What is needed is the run of lines from the one with "TASK = point to the hardwood" through the close of the data, set down exactly.

** START Provided data **

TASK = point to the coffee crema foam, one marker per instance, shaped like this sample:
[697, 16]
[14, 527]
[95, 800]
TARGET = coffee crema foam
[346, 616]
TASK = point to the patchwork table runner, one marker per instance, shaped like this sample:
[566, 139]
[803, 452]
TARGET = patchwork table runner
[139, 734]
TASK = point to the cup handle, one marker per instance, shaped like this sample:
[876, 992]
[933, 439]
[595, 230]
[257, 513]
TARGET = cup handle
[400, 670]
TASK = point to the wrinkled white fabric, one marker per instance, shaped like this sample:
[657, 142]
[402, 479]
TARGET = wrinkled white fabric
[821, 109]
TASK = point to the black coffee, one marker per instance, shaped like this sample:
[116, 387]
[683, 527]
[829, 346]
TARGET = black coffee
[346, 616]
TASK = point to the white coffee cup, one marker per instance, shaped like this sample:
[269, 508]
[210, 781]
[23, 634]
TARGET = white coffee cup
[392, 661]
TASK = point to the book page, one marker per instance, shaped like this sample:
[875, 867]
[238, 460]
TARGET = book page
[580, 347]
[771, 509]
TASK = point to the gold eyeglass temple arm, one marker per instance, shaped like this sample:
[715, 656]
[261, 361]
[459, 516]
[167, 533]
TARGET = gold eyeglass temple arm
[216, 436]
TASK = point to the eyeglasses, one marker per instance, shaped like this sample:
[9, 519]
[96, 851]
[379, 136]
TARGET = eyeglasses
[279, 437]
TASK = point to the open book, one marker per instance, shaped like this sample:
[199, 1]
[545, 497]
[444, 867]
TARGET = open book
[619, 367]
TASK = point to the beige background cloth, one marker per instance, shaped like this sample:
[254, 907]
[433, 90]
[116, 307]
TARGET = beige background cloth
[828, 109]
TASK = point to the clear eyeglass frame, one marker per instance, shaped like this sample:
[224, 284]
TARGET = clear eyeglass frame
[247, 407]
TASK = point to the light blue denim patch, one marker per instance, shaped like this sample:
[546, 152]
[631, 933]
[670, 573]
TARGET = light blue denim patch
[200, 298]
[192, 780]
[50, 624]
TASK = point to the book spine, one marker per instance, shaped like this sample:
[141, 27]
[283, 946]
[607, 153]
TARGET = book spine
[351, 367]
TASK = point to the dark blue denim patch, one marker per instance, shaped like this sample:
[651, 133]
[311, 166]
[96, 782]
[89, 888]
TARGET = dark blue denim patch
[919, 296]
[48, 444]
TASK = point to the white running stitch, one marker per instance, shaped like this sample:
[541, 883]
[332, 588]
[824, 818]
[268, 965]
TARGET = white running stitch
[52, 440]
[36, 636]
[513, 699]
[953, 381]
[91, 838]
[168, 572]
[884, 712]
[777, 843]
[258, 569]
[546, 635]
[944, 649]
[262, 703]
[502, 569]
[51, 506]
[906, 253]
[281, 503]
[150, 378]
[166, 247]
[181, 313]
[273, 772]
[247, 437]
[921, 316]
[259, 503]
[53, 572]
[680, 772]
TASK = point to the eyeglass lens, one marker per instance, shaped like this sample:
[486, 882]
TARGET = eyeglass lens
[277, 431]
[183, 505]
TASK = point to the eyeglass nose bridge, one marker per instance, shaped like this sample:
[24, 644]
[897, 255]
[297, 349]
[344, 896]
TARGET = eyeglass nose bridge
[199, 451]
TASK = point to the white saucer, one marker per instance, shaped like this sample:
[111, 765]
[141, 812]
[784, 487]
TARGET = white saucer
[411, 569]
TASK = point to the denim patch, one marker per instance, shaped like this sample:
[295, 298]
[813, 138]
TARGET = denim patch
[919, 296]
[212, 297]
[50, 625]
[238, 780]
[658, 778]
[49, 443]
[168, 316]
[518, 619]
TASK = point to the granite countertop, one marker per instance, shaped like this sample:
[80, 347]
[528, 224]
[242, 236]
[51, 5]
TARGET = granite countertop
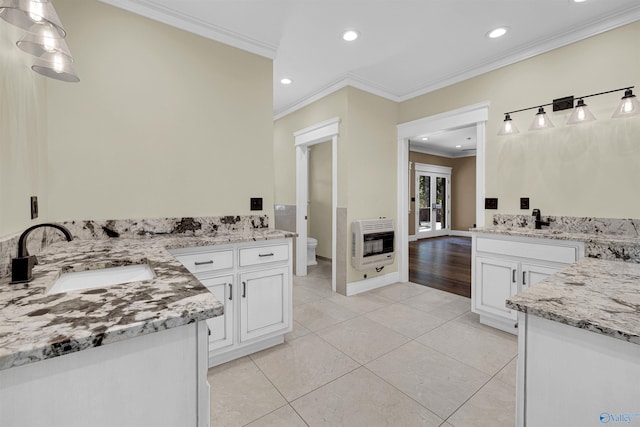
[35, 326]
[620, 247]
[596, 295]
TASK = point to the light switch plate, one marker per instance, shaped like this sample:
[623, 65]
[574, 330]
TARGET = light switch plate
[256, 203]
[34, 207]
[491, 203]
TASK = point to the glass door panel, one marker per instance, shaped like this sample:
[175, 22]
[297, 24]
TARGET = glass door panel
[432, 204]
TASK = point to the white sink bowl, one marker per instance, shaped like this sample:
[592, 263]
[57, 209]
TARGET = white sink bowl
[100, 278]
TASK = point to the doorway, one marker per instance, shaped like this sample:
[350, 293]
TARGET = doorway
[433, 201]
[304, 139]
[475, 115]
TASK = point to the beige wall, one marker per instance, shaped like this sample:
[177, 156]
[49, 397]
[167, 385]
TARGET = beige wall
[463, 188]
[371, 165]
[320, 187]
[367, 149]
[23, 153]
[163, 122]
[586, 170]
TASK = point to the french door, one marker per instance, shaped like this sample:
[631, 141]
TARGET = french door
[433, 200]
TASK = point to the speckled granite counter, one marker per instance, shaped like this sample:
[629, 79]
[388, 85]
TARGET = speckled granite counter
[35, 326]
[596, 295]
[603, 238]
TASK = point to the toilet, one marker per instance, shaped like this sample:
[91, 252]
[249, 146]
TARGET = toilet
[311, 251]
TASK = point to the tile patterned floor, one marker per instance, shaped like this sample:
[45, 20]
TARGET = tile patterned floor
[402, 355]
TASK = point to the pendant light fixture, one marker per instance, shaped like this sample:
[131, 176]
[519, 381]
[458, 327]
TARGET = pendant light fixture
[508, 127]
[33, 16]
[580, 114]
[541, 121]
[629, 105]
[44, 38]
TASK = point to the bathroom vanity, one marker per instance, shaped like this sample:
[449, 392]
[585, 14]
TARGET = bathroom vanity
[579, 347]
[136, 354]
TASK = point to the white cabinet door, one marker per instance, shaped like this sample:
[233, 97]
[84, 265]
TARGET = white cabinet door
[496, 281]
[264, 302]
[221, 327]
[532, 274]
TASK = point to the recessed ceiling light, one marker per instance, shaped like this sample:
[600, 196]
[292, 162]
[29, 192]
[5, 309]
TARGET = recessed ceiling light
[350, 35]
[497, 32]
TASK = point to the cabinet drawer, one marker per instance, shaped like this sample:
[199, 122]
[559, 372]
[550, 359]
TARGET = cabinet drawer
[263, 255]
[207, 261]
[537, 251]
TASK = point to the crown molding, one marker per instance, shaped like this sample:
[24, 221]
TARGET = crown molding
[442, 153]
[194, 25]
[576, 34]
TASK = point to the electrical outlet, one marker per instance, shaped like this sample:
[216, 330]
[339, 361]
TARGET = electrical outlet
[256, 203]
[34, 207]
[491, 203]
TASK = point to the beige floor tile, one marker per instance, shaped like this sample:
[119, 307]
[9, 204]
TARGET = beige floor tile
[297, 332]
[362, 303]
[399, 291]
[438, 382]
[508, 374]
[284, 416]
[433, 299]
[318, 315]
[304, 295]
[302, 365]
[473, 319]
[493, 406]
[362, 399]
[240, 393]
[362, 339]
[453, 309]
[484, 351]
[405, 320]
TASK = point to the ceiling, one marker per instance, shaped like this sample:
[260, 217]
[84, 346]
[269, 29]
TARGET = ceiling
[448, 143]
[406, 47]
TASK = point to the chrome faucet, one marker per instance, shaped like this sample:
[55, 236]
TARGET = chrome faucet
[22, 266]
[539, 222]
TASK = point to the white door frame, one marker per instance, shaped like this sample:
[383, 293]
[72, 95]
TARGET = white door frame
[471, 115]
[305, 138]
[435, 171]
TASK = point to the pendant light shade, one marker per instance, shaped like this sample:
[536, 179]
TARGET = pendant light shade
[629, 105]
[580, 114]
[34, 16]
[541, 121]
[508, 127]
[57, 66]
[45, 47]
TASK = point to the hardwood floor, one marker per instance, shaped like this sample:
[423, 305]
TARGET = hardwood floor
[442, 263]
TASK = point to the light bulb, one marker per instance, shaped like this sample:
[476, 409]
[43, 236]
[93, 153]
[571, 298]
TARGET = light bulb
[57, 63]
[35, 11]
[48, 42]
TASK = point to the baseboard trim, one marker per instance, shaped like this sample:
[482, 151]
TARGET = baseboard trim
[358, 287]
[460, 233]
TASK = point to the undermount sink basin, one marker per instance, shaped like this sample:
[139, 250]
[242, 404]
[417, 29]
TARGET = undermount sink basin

** END Provided data **

Reply to the task:
TASK = point to the hardwood floor, one marker per instance, shaped like this sample:
[423, 305]
TARGET = hardwood floor
[442, 263]
TASK = point to the light bulb, one marker per instance, shaped like this sample:
[476, 409]
[43, 236]
[93, 153]
[571, 298]
TARGET = light bulb
[57, 63]
[35, 11]
[48, 42]
TASK = point to the baseboard trim, one marker per instance, shaped like this sample:
[482, 151]
TARGET = baseboard trim
[358, 287]
[460, 233]
TASK = point to the undermount sink basin, one marker per instance, shaped like this sample:
[139, 250]
[242, 404]
[417, 29]
TARGET = undermount sink basin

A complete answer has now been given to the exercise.